Work instructions: Please print the lines of the data below verbatim, starting with the line that contains "For the dataset, pick out the couple" and going on through the last line of the data.

# START OF Exercise data

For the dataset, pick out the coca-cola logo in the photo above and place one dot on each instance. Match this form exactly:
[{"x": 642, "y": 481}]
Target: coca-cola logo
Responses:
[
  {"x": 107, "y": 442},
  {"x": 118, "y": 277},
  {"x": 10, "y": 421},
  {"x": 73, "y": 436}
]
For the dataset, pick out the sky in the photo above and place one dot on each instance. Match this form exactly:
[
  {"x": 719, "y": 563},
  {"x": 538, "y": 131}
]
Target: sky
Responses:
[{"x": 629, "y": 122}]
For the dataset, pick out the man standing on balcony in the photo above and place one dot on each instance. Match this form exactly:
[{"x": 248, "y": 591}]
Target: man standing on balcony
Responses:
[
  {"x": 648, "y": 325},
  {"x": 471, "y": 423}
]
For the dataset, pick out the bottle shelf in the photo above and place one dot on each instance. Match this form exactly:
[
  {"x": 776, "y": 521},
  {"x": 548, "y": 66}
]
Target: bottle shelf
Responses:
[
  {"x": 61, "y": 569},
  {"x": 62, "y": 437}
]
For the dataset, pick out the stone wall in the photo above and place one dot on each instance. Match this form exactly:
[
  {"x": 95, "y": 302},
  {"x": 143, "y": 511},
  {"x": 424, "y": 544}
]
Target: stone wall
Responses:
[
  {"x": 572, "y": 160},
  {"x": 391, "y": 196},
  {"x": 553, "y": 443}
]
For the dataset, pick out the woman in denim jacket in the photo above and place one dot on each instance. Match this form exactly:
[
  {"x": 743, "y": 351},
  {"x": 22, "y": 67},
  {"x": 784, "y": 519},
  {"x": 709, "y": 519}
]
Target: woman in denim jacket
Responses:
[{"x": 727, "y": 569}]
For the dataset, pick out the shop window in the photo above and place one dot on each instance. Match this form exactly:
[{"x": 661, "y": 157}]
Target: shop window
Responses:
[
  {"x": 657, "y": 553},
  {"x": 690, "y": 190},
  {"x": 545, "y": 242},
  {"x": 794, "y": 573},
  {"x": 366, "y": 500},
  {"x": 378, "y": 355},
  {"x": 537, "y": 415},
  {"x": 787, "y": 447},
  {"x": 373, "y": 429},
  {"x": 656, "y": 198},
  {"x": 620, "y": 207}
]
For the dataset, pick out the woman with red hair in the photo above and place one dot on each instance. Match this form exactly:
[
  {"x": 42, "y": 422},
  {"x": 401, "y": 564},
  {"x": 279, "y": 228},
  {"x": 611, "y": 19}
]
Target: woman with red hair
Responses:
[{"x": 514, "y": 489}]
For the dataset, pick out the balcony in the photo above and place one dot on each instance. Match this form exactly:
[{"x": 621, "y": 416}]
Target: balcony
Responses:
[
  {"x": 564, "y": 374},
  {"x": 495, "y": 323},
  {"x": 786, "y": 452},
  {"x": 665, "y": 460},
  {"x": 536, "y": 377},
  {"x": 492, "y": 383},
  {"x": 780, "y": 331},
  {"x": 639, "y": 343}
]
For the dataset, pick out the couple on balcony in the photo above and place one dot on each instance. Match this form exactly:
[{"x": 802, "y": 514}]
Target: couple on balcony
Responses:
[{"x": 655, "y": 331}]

# END OF Exercise data

The response:
For the dataset, pick out the couple on balcony in the photo above and place one dot on each instance. Match this form exactly:
[{"x": 802, "y": 514}]
Target: couple on balcony
Responses:
[{"x": 655, "y": 331}]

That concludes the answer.